Problem to work on ▸ Copy the data from the line with "Spot the brown" to the line with "947), (624, 1126)]", swapping "brown" for "tan" and leaving everything else untouched.

### Records shown ###

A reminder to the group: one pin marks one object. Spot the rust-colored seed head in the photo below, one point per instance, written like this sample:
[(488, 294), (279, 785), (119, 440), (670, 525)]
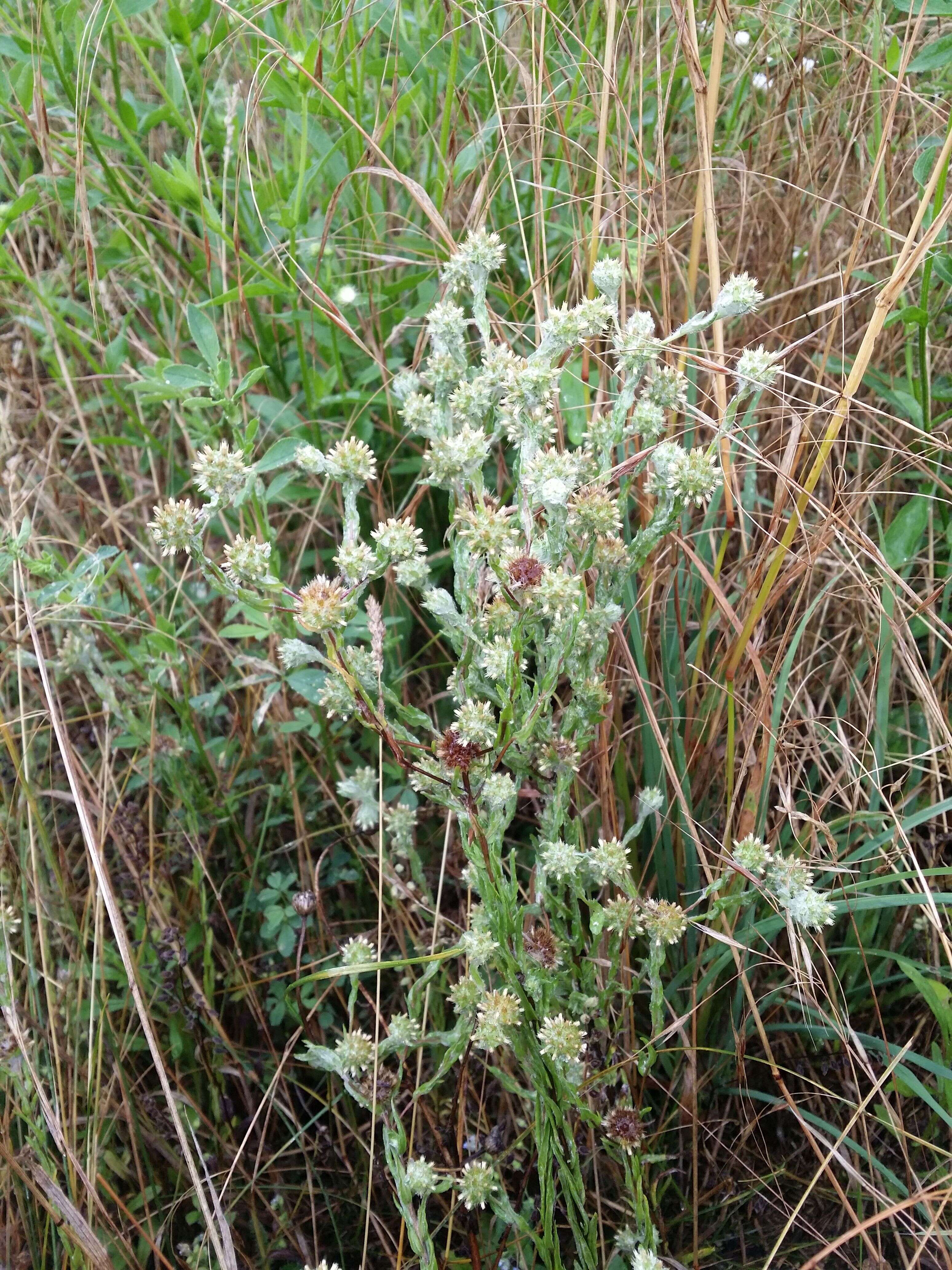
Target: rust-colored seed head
[(386, 1084), (542, 947), (305, 902), (456, 752), (624, 1126), (526, 572)]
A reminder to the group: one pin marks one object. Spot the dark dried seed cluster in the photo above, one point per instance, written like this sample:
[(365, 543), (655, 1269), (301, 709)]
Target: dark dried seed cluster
[(305, 902), (456, 752), (526, 572), (624, 1126), (542, 947)]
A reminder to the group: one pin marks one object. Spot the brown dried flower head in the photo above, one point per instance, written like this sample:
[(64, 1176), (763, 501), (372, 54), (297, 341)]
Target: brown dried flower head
[(526, 571), (386, 1084), (456, 752), (304, 902), (542, 947), (624, 1126)]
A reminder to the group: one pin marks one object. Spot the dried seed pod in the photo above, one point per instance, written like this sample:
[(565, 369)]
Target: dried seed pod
[(305, 902)]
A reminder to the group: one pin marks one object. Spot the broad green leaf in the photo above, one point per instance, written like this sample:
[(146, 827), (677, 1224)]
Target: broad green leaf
[(935, 56), (902, 540), (205, 336)]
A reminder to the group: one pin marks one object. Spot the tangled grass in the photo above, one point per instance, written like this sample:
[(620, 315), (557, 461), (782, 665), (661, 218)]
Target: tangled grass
[(199, 907)]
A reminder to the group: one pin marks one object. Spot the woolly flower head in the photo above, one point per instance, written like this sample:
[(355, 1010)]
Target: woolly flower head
[(787, 876), (497, 1013), (477, 723), (568, 327), (421, 1176), (176, 526), (559, 595), (404, 1030), (421, 414), (477, 1184), (607, 276), (668, 388), (221, 473), (487, 530), (414, 572), (594, 512), (335, 698), (322, 605), (398, 540), (644, 1259), (635, 345), (478, 945), (810, 909), (561, 1039), (752, 854), (474, 261), (357, 562), (666, 460), (756, 370), (359, 952), (446, 324), (551, 477), (498, 792), (527, 404), (619, 915), (355, 1052), (696, 477), (609, 861), (648, 420), (626, 1243), (458, 459), (663, 921), (497, 658), (560, 859), (362, 789), (466, 994), (351, 461), (400, 822), (310, 460), (738, 296), (247, 561)]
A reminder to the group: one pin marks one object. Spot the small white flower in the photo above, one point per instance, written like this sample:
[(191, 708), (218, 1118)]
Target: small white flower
[(477, 723), (221, 474), (355, 1052), (810, 909), (177, 526), (359, 952), (478, 945), (404, 1030), (247, 561), (609, 861), (561, 1039), (421, 1178), (498, 792), (560, 859)]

###

Full solution ▸
A reminder to the group: one pin marks one object. Spot the tan dried flower head in the photo above, one point per instance, written like this sample:
[(64, 1176), (763, 501), (372, 54), (297, 341)]
Target: tan dried flower head
[(526, 571), (386, 1084), (456, 752), (304, 902), (542, 947), (624, 1126)]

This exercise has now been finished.